* _What is being asked_: Please copy out the material below, swapping "dot" for "point" everywhere it occurs and leaving everything else untouched.

* _Data for this task_:
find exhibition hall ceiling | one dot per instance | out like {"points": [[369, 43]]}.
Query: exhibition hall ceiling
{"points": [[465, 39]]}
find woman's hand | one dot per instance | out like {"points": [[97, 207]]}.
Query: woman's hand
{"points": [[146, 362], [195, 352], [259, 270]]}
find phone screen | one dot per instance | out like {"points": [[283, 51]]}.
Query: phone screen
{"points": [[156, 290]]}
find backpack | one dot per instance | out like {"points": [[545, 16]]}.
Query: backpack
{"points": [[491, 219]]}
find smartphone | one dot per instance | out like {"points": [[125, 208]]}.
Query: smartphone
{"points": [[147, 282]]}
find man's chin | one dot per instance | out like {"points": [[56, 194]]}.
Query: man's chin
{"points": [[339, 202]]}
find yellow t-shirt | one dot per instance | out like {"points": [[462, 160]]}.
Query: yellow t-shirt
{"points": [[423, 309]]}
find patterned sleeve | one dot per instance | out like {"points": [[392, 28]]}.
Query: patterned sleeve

* _Task response_:
find exhibition hall ceiling | one point per instance | out like {"points": [[369, 43]]}.
Query: exhibition hall ceiling
{"points": [[465, 39]]}
find woman's hand | one point per instance | out like {"points": [[97, 207]]}.
Query: woman's hand
{"points": [[146, 362], [195, 352], [259, 270]]}
find phone screen | one point per instance | out like {"points": [[283, 51]]}.
Query: phone screen
{"points": [[156, 290]]}
find backpack | one point per instance | out like {"points": [[545, 16]]}.
Query: backpack
{"points": [[491, 219]]}
find smartphone | one point per instance | out like {"points": [[125, 208]]}.
Query: smartphone
{"points": [[147, 282]]}
find man's chin | one point per instance | out like {"points": [[56, 194]]}.
Query: man's chin
{"points": [[339, 202]]}
find yellow t-shirt | one point per instance | out like {"points": [[462, 160]]}.
Query: yellow t-shirt
{"points": [[423, 309]]}
find patterned sleeve | one point per instance | out like {"points": [[392, 28]]}.
Query: patterned sleeve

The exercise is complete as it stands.